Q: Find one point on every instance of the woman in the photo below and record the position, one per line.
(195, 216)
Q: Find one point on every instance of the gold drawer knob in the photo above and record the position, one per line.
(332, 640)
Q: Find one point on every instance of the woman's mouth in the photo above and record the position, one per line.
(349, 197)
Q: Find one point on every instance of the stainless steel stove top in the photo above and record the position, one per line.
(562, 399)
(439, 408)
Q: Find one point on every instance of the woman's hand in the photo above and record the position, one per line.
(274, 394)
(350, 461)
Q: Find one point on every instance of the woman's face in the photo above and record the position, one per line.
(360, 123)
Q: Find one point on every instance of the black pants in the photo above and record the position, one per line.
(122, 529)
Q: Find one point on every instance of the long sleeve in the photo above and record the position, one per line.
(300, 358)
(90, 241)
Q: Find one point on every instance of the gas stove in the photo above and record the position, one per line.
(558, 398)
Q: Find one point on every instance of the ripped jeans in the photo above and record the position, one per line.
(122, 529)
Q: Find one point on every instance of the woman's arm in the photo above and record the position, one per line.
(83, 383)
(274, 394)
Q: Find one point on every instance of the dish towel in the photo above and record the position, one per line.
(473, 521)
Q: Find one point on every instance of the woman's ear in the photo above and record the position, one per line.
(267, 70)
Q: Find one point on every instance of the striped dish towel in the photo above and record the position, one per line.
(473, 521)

--

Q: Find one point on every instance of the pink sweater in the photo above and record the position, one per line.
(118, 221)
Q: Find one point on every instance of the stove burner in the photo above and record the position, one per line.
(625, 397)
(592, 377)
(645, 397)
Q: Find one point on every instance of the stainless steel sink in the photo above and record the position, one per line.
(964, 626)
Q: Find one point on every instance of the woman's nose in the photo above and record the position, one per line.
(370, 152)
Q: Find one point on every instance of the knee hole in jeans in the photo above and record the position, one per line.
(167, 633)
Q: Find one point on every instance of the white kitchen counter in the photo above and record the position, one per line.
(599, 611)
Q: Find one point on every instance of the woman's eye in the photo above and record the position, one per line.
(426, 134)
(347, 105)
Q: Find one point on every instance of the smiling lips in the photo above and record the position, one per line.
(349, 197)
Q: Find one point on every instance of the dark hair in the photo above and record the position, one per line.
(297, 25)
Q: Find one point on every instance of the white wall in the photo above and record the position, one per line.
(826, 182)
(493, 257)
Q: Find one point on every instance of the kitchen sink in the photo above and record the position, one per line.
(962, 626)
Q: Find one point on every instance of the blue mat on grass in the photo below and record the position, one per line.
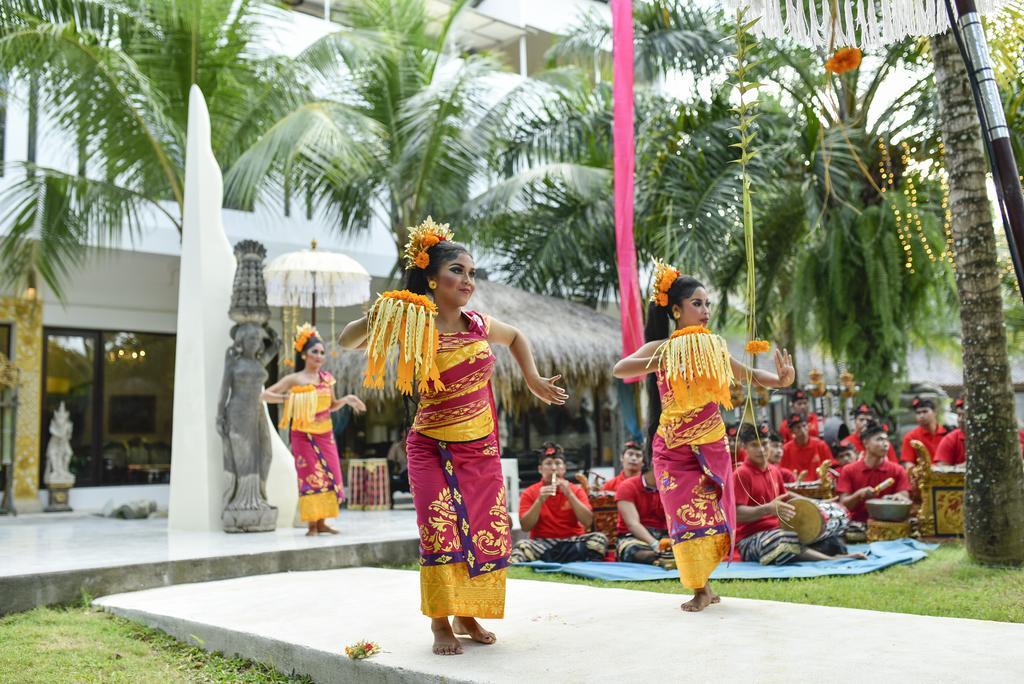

— WHAT YOU SHOULD DO —
Change "record the position" to "note the location" in the stretch of rows from the line containing "Q: Find one point on every instance of the white wall" through the line containing "Q: Find one point on every instance of the blue", leaving all else unchanged, and return only those rows.

— EXPECTED ANSWER —
Q: Find one point on every instance of the white wall in the photo above and note the location, one per line.
(826, 182)
(493, 257)
Q: Find one point on every instance of the kitchen sink in the photo above and note the location, one per line.
(962, 626)
Q: Find one point on every instance of the blue mat on grass in the photo below and note the location, one per line.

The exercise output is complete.